Stored items
++++++

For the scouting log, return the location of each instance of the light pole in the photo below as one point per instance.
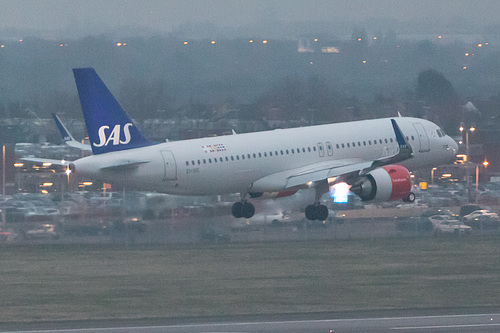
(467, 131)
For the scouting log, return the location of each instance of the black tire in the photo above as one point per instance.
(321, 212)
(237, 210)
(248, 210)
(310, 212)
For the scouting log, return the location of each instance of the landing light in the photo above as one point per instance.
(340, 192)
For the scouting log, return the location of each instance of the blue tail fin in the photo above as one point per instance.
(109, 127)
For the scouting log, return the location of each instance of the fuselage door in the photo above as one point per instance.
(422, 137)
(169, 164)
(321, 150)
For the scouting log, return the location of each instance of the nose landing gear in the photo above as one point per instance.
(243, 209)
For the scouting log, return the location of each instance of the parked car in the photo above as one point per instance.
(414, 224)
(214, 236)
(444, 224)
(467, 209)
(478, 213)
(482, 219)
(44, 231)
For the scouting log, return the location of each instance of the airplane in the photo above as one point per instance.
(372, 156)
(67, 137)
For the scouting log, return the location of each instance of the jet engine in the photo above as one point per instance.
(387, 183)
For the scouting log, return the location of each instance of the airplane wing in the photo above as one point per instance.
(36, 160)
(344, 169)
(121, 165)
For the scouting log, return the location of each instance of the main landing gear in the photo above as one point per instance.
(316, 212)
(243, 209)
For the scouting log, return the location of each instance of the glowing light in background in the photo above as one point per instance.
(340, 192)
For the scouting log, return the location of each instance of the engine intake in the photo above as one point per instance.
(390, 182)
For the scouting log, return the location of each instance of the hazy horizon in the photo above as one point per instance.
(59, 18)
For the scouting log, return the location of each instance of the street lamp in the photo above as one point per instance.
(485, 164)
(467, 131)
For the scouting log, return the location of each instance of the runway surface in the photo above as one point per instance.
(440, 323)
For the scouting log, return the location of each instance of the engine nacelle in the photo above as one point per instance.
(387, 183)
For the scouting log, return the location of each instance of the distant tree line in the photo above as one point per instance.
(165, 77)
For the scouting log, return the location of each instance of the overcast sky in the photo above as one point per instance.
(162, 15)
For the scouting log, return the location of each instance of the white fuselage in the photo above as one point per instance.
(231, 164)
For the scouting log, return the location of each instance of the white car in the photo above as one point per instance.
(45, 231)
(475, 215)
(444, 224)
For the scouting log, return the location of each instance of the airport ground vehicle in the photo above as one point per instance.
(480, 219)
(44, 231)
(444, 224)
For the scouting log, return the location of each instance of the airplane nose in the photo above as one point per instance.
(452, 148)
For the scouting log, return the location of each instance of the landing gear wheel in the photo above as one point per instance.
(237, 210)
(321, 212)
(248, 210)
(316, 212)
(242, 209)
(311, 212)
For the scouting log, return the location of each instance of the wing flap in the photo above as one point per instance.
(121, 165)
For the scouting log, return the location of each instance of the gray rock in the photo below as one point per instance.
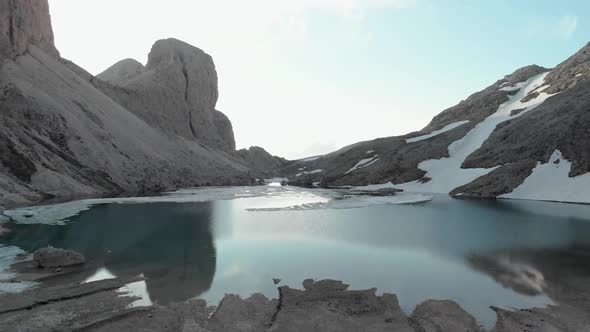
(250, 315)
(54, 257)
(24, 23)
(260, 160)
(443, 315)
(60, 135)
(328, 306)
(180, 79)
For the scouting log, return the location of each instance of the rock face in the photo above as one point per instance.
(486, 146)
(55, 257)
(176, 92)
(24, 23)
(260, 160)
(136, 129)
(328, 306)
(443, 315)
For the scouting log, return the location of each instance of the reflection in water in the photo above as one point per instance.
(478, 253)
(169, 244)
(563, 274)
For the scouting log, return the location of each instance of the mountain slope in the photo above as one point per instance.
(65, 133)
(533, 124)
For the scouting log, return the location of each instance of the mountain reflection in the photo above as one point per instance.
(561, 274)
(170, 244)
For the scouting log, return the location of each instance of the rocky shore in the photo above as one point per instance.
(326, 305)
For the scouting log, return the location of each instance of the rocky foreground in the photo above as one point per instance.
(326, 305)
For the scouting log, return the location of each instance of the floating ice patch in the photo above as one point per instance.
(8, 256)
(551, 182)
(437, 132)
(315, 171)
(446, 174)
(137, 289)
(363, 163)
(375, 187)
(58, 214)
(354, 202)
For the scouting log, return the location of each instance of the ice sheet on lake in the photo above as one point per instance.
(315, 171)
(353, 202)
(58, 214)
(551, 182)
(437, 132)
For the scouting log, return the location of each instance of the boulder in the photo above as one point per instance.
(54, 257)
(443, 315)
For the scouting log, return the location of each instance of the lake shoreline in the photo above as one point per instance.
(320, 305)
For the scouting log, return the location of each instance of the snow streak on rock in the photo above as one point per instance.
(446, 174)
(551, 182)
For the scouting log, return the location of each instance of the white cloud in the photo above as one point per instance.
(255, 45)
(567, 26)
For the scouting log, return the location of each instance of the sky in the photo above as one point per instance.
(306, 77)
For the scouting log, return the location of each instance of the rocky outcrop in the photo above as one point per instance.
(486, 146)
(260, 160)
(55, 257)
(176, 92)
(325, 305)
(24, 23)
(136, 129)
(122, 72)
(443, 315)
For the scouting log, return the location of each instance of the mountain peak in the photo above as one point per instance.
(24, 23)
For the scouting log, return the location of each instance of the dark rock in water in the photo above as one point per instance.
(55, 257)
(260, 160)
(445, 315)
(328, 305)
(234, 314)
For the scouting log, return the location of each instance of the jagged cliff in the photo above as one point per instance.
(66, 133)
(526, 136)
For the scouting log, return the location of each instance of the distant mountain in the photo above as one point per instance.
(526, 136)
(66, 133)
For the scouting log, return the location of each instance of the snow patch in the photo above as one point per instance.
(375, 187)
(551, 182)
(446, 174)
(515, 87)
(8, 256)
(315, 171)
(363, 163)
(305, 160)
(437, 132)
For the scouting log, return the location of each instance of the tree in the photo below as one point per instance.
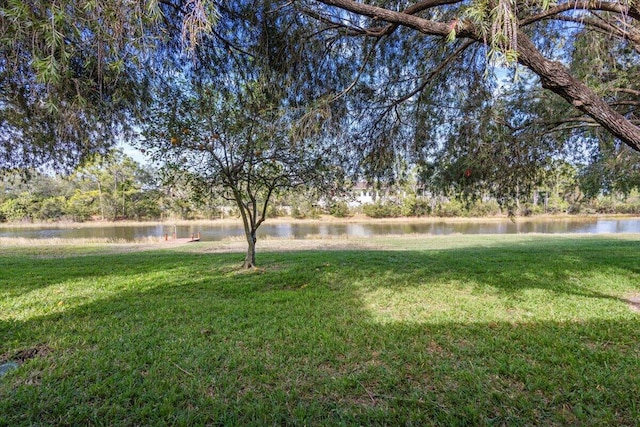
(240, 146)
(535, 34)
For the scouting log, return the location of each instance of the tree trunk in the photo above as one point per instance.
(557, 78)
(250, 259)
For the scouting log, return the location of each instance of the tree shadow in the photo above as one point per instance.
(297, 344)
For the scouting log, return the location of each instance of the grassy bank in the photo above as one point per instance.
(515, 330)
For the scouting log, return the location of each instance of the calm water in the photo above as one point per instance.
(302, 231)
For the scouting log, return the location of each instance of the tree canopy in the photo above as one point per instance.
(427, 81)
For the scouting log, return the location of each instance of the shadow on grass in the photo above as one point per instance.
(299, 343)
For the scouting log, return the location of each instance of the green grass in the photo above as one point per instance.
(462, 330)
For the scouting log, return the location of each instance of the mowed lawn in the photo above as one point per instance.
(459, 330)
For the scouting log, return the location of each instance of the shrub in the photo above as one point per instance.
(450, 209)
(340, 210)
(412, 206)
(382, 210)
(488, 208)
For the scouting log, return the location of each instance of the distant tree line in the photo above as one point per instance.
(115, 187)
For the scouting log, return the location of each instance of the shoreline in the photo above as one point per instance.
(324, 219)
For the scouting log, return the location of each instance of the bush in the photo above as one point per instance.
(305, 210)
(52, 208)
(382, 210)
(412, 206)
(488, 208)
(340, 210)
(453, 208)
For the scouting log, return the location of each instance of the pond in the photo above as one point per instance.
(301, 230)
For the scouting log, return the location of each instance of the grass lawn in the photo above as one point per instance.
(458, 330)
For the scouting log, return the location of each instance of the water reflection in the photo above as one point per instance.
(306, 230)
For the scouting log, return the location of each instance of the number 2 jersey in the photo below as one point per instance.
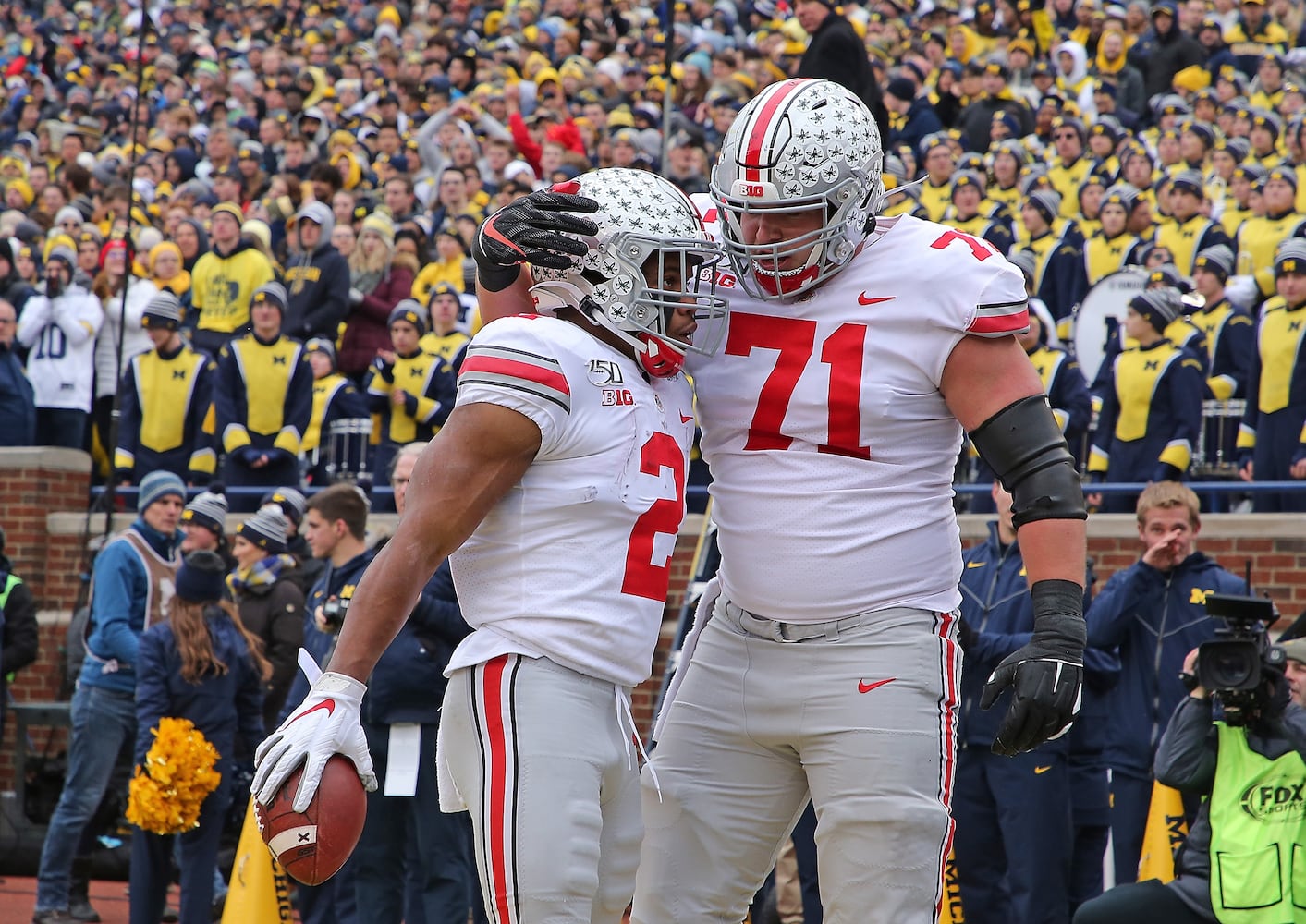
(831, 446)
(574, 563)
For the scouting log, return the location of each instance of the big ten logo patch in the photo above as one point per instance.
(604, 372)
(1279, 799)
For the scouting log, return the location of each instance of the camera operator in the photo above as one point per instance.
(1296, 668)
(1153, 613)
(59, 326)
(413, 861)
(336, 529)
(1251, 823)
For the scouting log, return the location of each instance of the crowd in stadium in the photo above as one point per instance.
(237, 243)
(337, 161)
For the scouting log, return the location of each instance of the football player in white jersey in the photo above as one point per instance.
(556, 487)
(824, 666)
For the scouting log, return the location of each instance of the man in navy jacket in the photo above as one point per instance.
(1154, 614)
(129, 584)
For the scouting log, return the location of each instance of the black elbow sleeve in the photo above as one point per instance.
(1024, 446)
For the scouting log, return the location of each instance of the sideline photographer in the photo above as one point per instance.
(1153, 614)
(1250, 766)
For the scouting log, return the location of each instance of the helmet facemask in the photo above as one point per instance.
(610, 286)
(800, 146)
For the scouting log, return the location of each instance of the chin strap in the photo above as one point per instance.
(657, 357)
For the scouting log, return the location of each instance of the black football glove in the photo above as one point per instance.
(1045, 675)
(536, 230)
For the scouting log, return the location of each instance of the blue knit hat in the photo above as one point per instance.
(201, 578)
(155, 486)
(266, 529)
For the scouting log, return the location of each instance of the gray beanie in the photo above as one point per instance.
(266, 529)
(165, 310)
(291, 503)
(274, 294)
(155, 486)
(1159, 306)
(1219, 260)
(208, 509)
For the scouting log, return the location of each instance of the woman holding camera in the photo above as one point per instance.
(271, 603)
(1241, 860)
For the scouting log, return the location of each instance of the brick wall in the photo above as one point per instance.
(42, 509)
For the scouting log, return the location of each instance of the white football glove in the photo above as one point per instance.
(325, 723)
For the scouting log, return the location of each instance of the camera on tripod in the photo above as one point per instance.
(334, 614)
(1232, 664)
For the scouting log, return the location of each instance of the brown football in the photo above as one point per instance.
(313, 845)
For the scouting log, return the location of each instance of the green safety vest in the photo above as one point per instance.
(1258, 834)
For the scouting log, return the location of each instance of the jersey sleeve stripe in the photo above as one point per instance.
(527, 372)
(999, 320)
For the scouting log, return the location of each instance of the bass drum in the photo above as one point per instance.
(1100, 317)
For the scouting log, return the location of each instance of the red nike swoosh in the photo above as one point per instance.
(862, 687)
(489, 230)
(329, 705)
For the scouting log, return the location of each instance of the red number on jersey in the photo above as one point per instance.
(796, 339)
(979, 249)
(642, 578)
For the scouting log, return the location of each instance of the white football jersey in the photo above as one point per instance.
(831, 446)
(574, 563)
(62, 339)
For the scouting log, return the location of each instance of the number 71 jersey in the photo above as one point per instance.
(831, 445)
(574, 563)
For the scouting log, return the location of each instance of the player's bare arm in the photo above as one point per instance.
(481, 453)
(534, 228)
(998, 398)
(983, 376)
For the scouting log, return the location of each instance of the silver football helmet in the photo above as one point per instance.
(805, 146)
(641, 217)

++++++

From the line that contains "of the woman" down to the last line of the listing above, repeat each line exactly, and include nothing else.

For the scouting log, return the location of each instance of the woman holding camera in the photo above as one point per instance.
(271, 603)
(1241, 860)
For the scouting log, return the location of each instance of the brick wall in the photo above as one point per instance.
(42, 509)
For the scouting log, return the location of each instance of the white football glove in the photo above as one point per instance.
(325, 723)
For the scouting log, return the location of each instance of the camera on tripod in the photo above as one point per instance.
(334, 614)
(1232, 664)
For the scouting log, return the location of each instance of the brown football in the photo above as one point per instance.
(313, 845)
For the scouting log, return the location of each instance of the green safety vest in the photo above as one point per instance.
(1258, 834)
For the scouting log, return the location of each instance of the jersey sleeve stripe in the photo above as one point per instance.
(527, 372)
(999, 320)
For the scouting log, return the location of each instance of the bass drum in the photo above as one point per instance.
(1100, 317)
For the scouting log, return the location of each instance of the red nike swoosh in the photo above as one point per instance.
(862, 687)
(489, 230)
(329, 705)
For the scouting log, return the location of each instance of the red number on jersey in the photo above as one point per instance.
(796, 339)
(979, 249)
(642, 578)
For the scouting log, return the location of each instance of the white football jersey in the photo above as one point per instance.
(831, 446)
(574, 563)
(62, 339)
For the scouting log, return the location of each instance of the number 71 jersey in the photo above as one point per instance.
(831, 445)
(574, 563)
For the scouting log, return the location of each instance of the player's bare arm in the photo above as one point per instance.
(481, 453)
(534, 228)
(998, 398)
(983, 376)
For the scouting log, return the location of each instance of the silver football helmet in the photo above as one point per instance.
(805, 146)
(641, 217)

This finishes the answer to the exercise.